Aim of the task
Convert the data, starting with the line that contains "locate the yellow" and going on through the end of the data, into a two-column CSV with the columns instruction and points. Each row holds the instruction text and its answer points, each in one quoted field, with line breaks turned into spaces.
** BEGIN **
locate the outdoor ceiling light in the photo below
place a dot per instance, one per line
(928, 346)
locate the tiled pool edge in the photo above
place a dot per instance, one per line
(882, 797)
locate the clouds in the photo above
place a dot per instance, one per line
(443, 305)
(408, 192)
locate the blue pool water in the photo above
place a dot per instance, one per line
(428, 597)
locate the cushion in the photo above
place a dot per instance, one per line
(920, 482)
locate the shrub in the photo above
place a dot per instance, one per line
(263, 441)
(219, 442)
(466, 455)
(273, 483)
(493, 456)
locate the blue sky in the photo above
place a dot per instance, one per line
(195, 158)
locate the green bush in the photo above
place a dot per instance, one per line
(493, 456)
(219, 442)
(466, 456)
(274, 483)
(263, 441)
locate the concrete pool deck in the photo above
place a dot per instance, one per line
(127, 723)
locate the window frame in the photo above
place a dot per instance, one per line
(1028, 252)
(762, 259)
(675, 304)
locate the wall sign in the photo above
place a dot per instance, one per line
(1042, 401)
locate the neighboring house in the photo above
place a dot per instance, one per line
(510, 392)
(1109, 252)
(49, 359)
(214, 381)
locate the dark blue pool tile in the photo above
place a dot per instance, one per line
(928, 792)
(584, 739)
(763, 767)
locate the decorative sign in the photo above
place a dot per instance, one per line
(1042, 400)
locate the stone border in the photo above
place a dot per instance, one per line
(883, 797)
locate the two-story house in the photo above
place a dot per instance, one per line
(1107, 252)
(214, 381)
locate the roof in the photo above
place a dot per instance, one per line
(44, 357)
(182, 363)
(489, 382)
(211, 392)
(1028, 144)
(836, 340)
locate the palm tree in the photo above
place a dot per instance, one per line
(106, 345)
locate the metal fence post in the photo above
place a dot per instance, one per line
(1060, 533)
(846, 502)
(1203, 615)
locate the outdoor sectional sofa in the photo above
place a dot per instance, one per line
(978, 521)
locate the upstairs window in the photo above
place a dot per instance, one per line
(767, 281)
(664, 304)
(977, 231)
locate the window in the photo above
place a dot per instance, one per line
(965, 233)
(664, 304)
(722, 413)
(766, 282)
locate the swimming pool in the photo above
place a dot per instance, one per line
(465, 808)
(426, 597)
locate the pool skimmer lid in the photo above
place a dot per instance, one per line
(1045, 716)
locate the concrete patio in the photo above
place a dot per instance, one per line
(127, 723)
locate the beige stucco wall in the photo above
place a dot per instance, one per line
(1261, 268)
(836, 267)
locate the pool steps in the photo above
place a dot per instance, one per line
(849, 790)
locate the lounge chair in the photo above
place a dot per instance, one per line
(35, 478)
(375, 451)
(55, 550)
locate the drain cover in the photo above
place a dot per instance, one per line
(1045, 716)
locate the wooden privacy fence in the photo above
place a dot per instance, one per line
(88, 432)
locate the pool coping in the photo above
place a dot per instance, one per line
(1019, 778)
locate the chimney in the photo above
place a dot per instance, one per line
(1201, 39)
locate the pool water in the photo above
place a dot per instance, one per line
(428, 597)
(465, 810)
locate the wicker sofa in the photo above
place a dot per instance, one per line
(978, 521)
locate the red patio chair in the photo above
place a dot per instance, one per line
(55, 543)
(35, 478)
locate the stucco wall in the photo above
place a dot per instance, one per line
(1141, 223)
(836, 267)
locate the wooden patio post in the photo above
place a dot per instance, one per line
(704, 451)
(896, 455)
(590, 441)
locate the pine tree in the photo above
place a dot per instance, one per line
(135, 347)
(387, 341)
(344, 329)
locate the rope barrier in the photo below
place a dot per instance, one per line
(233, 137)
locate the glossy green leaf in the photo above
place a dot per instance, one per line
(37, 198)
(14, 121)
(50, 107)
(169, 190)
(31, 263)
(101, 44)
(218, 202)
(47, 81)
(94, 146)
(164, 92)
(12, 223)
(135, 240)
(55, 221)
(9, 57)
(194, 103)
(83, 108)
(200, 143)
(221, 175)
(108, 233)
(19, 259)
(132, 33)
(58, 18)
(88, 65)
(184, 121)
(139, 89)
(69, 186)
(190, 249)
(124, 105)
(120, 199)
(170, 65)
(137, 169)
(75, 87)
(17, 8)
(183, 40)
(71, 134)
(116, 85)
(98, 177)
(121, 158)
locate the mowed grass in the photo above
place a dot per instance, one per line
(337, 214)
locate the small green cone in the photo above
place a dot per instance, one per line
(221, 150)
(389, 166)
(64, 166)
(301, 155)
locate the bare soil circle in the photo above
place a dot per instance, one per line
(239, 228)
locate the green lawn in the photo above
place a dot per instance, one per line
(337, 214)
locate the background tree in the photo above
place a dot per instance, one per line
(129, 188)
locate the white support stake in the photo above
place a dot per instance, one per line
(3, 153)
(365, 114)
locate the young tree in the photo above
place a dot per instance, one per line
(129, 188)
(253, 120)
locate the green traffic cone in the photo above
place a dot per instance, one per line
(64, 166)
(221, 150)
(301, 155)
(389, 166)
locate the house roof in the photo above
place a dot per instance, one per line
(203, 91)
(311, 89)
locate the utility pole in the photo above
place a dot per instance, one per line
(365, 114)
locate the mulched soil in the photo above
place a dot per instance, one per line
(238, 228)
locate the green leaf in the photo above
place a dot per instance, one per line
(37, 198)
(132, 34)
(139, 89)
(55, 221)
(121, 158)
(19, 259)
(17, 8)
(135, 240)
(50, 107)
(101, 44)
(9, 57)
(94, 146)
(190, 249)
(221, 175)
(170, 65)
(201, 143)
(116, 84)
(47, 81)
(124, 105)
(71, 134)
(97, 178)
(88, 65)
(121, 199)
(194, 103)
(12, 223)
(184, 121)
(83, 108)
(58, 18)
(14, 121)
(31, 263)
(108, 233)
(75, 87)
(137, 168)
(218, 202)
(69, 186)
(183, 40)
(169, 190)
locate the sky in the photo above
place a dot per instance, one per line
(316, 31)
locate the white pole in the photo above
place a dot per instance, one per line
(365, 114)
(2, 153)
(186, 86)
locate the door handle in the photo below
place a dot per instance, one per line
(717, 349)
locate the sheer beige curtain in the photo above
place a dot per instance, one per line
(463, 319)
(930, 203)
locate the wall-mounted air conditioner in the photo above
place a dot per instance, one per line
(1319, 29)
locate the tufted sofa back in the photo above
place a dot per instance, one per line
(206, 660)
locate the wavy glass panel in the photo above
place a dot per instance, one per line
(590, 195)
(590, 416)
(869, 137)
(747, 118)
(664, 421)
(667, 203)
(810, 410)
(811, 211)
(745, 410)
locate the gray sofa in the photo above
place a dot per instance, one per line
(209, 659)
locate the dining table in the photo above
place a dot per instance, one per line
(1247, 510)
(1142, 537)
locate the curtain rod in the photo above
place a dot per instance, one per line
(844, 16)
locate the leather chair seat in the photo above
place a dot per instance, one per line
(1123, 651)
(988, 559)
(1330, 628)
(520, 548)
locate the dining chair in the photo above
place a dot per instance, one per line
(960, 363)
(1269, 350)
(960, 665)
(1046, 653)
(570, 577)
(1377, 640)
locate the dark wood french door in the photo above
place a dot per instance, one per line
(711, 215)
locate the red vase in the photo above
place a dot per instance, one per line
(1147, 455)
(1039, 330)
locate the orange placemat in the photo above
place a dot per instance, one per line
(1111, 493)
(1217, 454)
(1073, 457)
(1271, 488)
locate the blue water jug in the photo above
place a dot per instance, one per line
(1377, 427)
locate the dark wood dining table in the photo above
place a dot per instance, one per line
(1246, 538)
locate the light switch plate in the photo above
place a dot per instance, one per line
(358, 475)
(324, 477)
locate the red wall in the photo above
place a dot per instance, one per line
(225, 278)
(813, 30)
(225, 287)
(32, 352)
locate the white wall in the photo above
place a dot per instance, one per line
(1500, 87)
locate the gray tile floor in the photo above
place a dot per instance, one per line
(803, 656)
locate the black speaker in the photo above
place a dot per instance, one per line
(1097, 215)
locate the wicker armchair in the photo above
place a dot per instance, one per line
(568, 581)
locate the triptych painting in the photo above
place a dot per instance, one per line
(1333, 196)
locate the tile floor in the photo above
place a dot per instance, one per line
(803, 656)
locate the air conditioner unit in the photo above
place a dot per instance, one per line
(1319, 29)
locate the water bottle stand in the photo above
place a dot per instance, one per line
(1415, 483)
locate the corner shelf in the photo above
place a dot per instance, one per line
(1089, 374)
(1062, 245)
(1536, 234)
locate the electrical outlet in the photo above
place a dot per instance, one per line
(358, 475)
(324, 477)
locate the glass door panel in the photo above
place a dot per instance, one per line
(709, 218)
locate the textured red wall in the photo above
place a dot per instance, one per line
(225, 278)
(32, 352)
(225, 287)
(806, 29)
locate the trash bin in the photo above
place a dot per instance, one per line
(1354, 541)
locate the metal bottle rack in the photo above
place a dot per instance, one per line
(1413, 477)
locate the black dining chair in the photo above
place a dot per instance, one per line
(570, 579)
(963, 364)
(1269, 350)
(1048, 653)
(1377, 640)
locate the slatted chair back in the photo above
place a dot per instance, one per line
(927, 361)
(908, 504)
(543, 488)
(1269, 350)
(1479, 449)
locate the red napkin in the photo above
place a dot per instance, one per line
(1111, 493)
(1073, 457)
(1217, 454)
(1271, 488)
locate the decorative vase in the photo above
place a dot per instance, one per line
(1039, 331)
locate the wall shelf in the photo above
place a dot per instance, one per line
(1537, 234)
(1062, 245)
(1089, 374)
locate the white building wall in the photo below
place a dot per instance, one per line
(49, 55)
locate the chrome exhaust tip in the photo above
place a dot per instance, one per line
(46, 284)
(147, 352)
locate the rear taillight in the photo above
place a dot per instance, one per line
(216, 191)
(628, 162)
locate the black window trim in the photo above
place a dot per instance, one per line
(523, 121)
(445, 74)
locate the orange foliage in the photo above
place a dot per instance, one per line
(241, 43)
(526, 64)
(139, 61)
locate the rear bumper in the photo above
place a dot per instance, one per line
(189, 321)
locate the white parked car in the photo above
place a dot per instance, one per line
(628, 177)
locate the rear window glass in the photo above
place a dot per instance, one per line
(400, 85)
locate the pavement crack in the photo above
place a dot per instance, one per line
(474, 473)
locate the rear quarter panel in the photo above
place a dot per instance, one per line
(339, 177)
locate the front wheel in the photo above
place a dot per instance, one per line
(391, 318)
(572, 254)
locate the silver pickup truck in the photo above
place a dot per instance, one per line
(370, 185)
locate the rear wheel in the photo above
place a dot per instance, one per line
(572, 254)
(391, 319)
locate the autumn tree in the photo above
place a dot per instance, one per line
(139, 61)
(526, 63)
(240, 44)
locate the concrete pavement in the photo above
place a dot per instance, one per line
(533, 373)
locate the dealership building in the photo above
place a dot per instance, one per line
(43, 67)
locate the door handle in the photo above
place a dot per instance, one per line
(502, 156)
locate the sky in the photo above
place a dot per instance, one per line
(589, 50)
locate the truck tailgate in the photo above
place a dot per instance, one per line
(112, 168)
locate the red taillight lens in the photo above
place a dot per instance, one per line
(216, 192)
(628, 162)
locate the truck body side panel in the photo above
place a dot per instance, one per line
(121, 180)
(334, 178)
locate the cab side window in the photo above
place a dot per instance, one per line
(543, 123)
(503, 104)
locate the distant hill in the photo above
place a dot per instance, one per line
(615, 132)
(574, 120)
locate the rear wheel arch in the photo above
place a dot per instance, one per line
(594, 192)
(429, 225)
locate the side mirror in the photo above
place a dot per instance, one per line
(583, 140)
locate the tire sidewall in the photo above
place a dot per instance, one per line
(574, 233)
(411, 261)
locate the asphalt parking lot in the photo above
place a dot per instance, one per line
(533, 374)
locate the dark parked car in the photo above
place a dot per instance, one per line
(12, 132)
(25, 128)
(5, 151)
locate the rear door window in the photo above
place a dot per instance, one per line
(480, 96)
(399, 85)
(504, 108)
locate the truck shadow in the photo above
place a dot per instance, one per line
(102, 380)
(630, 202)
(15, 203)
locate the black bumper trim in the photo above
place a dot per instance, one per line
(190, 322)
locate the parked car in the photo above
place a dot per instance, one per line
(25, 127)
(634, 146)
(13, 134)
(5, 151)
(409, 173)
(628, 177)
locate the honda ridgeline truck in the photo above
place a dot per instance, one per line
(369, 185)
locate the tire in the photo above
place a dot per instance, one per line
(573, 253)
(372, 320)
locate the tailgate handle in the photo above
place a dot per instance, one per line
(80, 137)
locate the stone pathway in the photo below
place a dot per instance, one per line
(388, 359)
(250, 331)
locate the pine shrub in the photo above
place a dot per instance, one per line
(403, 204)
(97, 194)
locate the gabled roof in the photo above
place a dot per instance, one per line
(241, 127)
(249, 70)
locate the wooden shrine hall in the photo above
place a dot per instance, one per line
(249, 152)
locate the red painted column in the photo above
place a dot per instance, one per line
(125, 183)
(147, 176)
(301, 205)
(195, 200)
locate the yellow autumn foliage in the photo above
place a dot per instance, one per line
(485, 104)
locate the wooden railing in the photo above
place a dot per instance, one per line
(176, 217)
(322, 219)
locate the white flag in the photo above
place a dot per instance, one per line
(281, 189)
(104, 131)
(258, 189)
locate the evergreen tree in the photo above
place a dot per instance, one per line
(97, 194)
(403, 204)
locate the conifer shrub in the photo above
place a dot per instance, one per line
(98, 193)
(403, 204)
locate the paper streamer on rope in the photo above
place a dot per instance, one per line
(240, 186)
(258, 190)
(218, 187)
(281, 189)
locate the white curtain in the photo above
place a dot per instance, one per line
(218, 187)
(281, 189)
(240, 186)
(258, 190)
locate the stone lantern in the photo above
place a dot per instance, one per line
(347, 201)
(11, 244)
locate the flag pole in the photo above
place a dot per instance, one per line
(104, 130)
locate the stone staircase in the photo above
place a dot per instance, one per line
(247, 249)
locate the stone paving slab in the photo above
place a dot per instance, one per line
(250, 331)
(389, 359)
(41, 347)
** END **
Answer to this exercise
instruction,points
"locate the yellow autumn foliage in the photo above place a dot per instance, one per line","(485, 104)"
"locate the wooden railing in the photo above place a dot per instance, one per line","(176, 217) (322, 219)"
"locate the white flag in the photo above place a dot per instance, one per line","(281, 189) (104, 131) (258, 189)"
"locate the evergreen tree in the photo above place a dot per instance, one per line","(97, 194) (403, 204)"
"locate the conifer shrub in the photo above place a dot per instance, one per line","(98, 193) (403, 204)"
"locate the paper streamer on rope in the photo above place a dot per instance, one per line","(240, 186) (258, 190) (218, 187) (281, 189)"
"locate the white curtain in the photo above place a dot per instance, one per line","(218, 187) (281, 189) (240, 186) (258, 190)"
"locate the stone lantern in the photo above place a dot per instance, one per line","(347, 201) (11, 244)"
"locate the flag pole in the photo above place a dot per instance, one per line","(104, 130)"
"locate the stone staircase in the photo above place a dot per instance, one per line","(247, 249)"
"locate the stone paving slab in the photo above place a dot per instance, one per line","(250, 331) (389, 359) (41, 347)"